Which lines in the items below contain the word "blue"? Show every such line in full.

Entries for bounding box labeling:
►
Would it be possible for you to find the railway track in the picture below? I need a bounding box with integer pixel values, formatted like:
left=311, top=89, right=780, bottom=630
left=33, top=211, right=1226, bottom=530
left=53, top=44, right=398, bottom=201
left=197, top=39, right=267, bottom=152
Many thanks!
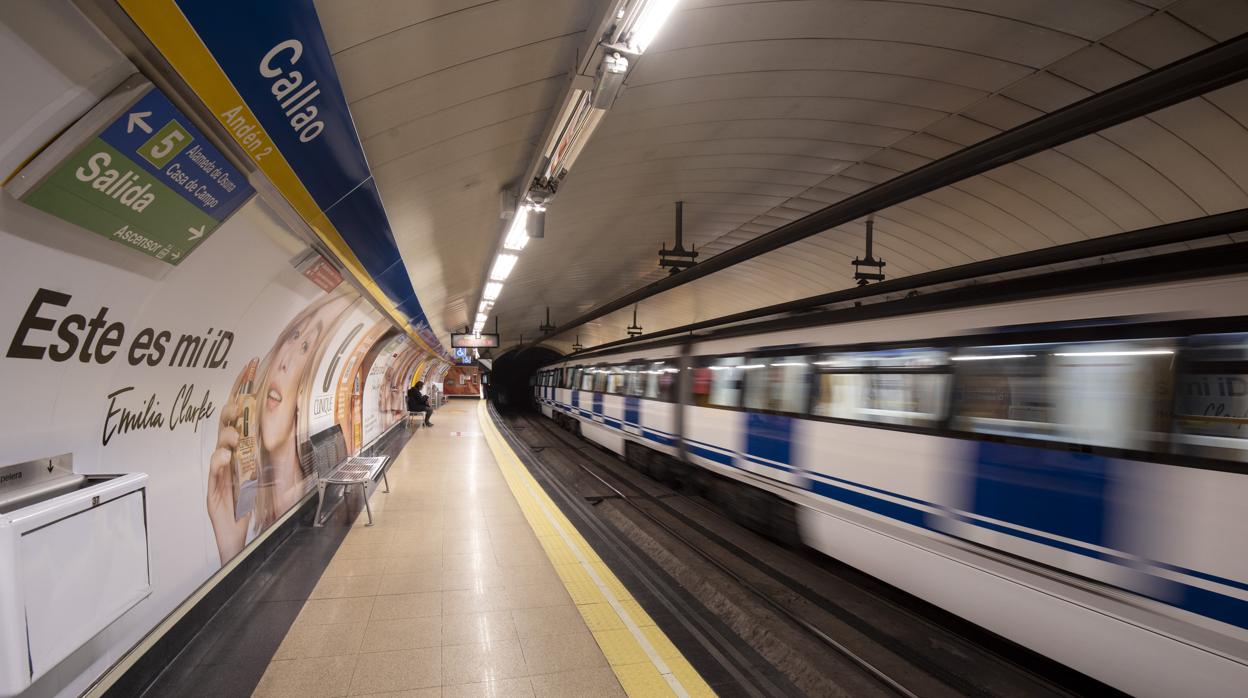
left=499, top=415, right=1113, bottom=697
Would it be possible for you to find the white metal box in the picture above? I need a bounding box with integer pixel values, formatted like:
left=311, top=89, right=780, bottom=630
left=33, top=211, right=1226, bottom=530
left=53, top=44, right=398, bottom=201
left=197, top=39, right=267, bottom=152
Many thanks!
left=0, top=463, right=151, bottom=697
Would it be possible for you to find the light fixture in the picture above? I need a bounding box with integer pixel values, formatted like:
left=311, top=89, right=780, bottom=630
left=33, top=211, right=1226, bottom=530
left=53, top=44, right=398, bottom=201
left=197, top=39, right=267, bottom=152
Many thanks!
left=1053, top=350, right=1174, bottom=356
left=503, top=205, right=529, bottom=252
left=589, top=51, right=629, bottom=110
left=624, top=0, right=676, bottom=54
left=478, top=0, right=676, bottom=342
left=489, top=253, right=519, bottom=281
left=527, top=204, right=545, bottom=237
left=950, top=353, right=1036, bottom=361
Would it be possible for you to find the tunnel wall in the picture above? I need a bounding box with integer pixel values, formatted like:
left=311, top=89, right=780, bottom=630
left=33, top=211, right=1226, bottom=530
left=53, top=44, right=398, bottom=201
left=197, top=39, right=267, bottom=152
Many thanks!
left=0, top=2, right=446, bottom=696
◄
►
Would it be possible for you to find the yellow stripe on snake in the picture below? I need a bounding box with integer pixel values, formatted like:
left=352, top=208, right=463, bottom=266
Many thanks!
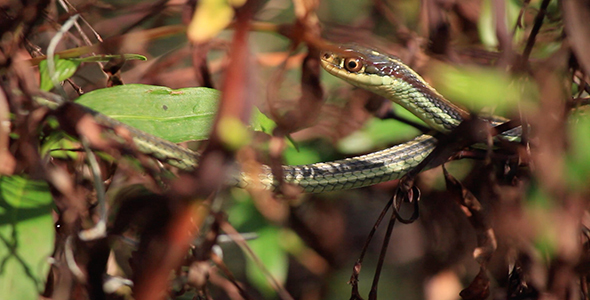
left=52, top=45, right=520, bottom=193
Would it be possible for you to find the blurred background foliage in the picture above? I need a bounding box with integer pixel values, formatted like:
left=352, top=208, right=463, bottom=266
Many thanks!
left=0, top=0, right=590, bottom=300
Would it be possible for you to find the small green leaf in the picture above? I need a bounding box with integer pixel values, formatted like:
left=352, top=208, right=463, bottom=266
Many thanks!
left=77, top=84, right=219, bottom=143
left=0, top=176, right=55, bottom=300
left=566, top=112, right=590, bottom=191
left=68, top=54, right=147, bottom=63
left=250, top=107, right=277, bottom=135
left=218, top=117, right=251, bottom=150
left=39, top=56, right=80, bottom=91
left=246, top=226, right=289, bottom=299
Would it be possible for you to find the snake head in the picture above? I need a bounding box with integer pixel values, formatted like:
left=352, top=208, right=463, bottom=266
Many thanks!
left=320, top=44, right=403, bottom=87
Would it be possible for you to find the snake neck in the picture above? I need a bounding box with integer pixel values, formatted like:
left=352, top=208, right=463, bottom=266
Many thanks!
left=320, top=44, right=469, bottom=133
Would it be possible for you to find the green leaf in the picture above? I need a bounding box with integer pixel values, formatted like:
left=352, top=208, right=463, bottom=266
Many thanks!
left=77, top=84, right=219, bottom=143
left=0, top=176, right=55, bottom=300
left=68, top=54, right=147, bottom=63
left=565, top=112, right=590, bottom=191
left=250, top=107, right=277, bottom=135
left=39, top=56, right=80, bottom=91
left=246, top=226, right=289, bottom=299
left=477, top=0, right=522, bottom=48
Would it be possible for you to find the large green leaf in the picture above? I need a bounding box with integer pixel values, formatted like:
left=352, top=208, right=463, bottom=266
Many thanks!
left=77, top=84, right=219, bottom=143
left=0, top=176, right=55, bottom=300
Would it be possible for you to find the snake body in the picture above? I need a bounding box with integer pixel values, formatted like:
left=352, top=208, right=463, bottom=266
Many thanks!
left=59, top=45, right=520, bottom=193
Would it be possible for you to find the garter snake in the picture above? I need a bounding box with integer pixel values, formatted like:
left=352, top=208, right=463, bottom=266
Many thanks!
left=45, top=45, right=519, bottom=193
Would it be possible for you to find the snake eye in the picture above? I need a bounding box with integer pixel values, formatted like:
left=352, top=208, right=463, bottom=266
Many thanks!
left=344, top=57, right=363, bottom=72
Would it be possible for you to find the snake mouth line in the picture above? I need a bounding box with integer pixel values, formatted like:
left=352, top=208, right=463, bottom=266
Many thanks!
◄
►
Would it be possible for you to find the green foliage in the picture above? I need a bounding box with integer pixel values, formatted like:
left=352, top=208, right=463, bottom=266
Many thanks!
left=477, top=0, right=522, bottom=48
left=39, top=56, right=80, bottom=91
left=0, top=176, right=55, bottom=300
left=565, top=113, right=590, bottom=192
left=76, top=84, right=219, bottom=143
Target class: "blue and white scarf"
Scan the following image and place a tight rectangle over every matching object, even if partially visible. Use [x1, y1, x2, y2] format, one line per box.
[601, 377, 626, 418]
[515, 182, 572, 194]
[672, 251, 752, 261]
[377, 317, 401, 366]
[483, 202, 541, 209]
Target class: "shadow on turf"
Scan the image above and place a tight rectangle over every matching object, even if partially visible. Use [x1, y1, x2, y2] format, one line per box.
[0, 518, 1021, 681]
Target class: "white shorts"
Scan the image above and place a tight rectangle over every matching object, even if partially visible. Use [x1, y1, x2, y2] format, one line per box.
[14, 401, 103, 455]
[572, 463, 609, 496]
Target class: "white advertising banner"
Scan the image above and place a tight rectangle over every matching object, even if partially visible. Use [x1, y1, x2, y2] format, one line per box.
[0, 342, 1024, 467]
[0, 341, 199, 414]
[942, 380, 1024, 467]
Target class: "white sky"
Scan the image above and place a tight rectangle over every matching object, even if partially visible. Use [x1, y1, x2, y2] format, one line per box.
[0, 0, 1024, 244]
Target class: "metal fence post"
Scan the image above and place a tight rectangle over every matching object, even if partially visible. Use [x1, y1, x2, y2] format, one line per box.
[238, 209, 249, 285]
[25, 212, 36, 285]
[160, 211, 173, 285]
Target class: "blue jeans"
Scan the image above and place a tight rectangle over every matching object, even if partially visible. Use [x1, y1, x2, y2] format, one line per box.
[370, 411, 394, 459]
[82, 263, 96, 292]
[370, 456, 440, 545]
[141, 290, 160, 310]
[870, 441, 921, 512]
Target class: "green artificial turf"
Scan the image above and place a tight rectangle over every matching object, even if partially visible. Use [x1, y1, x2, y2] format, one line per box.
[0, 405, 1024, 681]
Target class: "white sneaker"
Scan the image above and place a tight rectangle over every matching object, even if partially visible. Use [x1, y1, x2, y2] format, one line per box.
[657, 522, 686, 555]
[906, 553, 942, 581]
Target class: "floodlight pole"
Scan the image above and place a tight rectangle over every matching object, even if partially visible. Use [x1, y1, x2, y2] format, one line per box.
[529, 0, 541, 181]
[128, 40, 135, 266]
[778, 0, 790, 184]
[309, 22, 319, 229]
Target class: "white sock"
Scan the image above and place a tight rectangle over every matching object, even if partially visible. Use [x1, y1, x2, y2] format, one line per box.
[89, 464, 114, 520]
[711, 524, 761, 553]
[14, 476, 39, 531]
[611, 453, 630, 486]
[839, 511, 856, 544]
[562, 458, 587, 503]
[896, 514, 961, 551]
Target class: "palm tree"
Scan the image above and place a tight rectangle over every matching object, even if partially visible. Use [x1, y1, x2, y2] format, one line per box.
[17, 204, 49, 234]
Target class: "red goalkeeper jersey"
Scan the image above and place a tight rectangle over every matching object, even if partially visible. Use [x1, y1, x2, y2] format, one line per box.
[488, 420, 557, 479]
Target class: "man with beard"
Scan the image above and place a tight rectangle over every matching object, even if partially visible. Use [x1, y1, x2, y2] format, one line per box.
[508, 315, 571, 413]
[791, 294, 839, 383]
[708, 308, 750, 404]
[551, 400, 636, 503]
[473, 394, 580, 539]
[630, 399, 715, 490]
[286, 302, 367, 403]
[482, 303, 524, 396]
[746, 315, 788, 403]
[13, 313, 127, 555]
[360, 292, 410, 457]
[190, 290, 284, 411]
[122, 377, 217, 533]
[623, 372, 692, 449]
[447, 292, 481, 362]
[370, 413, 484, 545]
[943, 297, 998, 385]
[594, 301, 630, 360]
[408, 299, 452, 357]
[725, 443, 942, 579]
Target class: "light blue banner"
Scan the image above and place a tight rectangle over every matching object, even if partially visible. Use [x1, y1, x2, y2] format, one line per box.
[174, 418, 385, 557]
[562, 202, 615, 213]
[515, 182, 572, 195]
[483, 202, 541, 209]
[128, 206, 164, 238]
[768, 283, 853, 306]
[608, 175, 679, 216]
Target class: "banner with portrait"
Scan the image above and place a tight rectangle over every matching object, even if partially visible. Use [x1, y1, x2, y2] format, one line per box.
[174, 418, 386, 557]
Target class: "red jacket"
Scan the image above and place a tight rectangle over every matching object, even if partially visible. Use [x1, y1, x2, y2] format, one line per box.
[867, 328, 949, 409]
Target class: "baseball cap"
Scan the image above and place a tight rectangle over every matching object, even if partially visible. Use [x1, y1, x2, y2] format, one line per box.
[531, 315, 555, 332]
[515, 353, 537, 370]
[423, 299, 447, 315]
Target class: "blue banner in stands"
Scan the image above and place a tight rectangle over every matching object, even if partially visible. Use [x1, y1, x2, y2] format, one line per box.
◄
**RESULT:**
Target class: "blue and white scarf"
Target class: "blue jeans"
Target class: "light blue banner"
Target class: "blue banner in stands"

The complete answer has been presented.